─── Supplied entries
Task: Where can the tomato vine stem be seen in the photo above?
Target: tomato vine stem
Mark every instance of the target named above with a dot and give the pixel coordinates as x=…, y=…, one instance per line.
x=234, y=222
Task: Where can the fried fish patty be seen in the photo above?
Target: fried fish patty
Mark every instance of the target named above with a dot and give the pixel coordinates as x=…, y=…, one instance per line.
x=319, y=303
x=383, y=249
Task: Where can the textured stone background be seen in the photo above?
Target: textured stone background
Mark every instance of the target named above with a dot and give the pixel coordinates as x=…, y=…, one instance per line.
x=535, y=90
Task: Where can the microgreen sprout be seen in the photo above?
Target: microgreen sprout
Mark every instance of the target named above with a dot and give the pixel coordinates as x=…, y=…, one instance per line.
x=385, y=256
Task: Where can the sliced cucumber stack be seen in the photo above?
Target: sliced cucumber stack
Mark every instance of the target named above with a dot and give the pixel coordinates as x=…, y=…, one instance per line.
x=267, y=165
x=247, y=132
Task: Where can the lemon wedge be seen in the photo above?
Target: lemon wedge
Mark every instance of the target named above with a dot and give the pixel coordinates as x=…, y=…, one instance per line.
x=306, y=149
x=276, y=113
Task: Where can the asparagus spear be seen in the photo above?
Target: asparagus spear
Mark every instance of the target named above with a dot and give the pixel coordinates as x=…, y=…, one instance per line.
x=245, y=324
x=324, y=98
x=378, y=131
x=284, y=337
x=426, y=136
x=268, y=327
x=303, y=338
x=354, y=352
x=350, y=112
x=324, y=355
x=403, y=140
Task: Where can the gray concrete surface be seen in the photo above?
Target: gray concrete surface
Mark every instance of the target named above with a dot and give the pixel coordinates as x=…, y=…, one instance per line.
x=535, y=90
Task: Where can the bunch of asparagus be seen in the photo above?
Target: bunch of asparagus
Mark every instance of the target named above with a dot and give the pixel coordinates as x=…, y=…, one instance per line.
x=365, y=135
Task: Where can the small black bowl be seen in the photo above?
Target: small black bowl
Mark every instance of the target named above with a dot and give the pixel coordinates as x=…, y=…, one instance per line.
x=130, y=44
──────
Task to complete | Extract every one of the records above word for word, keeping each line unchanged and in its original order.

Solution to the exercise |
Task: Where can the tomato vine stem be seen in the photo above?
Target: tomato vine stem
Mark every instance of the target named above with a dot and give the pixel coordinates as x=…, y=…, one instance per line.
x=234, y=222
Task: Where can the fried fish patty be seen in the photo above?
Target: fried fish patty
Mark every instance of the target named above with a dot and give the pixel coordinates as x=…, y=…, one instance per line.
x=319, y=303
x=383, y=249
Task: Where can the textured stone background be seen in the photo above?
Target: textured stone background
Mark every instance of the target named above with a dot and give the pixel coordinates as x=…, y=…, one instance per line.
x=535, y=90
Task: Where can the microgreen sprout be seen in the photo above?
Target: microgreen sprout
Mark every instance of the target named above with a dot and give the pixel coordinates as x=…, y=…, one instance per line.
x=385, y=256
Task: Where can the sliced cucumber stack be seen in the photo above?
Target: sliced cucumber stack
Mark every instance of the target named above with a dot and give the pixel coordinates as x=…, y=…, one instance per line.
x=267, y=165
x=247, y=132
Task: Where can the lemon wedge be seen in the photo above?
Target: lemon wedge
Mark every instance of the target named above with a dot and give the pixel coordinates as x=…, y=…, one instance per line.
x=306, y=149
x=276, y=113
Task: Where can the asparagus spear be seen in the photo above?
Target: asparagus spear
Mark every instance of the target named above with a dot and give the pixel coordinates as x=…, y=…, one instance per line.
x=245, y=324
x=324, y=98
x=378, y=131
x=284, y=337
x=426, y=136
x=268, y=327
x=303, y=338
x=354, y=352
x=350, y=112
x=324, y=355
x=403, y=140
Task: Where can the gray concrete surface be seen in the photo above?
Target: gray concrete surface
Mark every instance of the target named above with a dot and give the pixel coordinates as x=…, y=…, one instance per line.
x=535, y=90
Task: Where can the bunch of asparagus be seen in the photo above?
Target: bunch of asparagus
Mark every instance of the target named above with a dot and give the pixel coordinates as x=…, y=…, one instance per line.
x=365, y=135
Task: Where can the small black bowl be seen in the photo above?
Target: small black bowl
Mark every instance of the target named above with a dot and give the pixel coordinates as x=…, y=…, one instance per line.
x=130, y=44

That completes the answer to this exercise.